== EXCERPTED PASSAGE ==
►
Character Development
Blythe’s fears move from the private to the public, then into denial as a coping strategy, while Violet’s behavior sharpens from petty cruelty to potentially fatal action. Fox chooses his version of the family over the truth, and Cecilia’s old wound keeps shaping Blythe’s sense of herself as a mother.
- Blythe Connor: Receives external confirmation of her fears; experiences deepening isolation when she’s not believed; erases evidence and lies to police; seeks punishment at the hospital; edges toward a psychological breaking point.
- Violet Connor: Displays intelligence and manipulative control; targets peers (Noah, Elijah); shows flat affect after violence; appears to test her mother’s perception and loyalty.
- Fox Connor: Doubles down on denial; reframes cruelty as giftedness; gifts the “V” necklace; discards Violet’s drawing; aligns with an idealized family narrative over his wife’s reality.
- Cecilia: In the flashback, cannot accept love or perform maternal warmth; her volatility imprints Blythe’s fear of inherited “badness.”
Themes & Symbols
Two anxieties intertwine: Nature vs. Nurture and Generational Trauma and The Dark Side of Motherhood. Cecilia’s failure to mother casts a long shadow over Blythe’s sense of legacy—has she passed something on, or is Violet innately beyond her shaping? Blythe’s taboo thought at the hospital forces the novel’s most unsettling question into view: what happens when maternal love is corroded by fear?
Perception fractures under pressure. Gaslighting—both interpersonal and internal—turns uncertainty into policy: Blythe teaches herself to unsee, while Fox enforces a version of reality that protects Violet and their image. The marriage buckles under this pressure, transforming conflict into betrayal and secrecy.
◄
Collection entries:
►
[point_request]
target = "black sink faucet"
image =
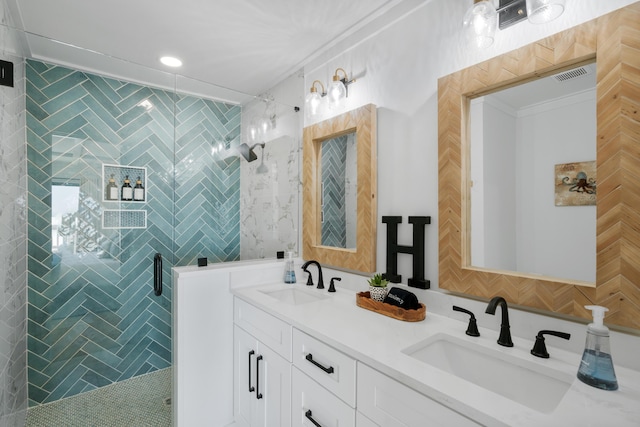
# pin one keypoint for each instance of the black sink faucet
(320, 281)
(505, 332)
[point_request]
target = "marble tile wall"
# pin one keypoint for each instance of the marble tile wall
(13, 278)
(269, 201)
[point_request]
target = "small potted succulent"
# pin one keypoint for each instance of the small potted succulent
(378, 287)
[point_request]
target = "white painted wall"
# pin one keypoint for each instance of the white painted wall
(557, 132)
(397, 66)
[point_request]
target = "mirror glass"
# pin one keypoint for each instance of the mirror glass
(338, 185)
(346, 195)
(529, 146)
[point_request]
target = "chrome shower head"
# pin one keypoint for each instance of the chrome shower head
(247, 152)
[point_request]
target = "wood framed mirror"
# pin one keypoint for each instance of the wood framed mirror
(612, 40)
(358, 251)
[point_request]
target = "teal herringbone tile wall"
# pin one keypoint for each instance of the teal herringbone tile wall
(92, 316)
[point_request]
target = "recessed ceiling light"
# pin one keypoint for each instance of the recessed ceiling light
(170, 61)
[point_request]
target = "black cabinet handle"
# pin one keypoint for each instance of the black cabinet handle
(251, 353)
(157, 274)
(328, 370)
(258, 394)
(309, 416)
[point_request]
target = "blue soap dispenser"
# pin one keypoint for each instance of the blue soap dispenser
(289, 272)
(596, 367)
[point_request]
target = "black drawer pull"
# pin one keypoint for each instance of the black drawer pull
(251, 353)
(309, 416)
(258, 394)
(328, 370)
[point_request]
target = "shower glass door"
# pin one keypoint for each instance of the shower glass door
(94, 315)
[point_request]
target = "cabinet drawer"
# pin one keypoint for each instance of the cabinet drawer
(332, 369)
(268, 329)
(311, 400)
(389, 403)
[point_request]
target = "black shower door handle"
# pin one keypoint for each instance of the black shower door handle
(157, 274)
(258, 394)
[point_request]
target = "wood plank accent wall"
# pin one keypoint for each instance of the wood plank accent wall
(614, 40)
(363, 258)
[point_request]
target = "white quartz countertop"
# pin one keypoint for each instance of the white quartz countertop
(377, 341)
◄
== WHAT IS NEEDED ==
Continue the character and theme analysis from where it stops.

== EXERCISE RESPONSE ==
Symbols:
- The “V” Necklace: Fox’s devotion to Violet and the family image; for Blythe, a gilded constraint she cannot take off.
- Noah’s Hair: Hard proof of harm; flushing it away enacts Blythe’s self-erasure and complicity.
- The Pickle Jar: A child’s game that looks like wonder; its charm sits next to menace, embodying Violet’s duality.
Key Quotes
“You’re the best mom there is... and I love you.” Cecilia’s inability to receive this love collapses the tea party’s fragile peace. The line exposes the gap between Blythe’s longing for a normal mother and the reality of generational harm.
“I went, didn’t I? To the fucking tea? ... What more do you want from me?” Cecilia reframes bare-minimum presence as sacrifice, revealing her resentment and incapacity for care. It’s a formative script Blythe later fears she’s repeating.
“Do you?” Fox’s pointed question about whether Blythe loves Violet weaponizes doubt. It marks a turn from disagreement to betrayal, isolating Blythe inside her own marriage.
“That did not happen.” Blythe’s mantra manufactures safety by denying perception. It’s the hinge between possible truth and chosen narrative in the wake of Elijah’s death.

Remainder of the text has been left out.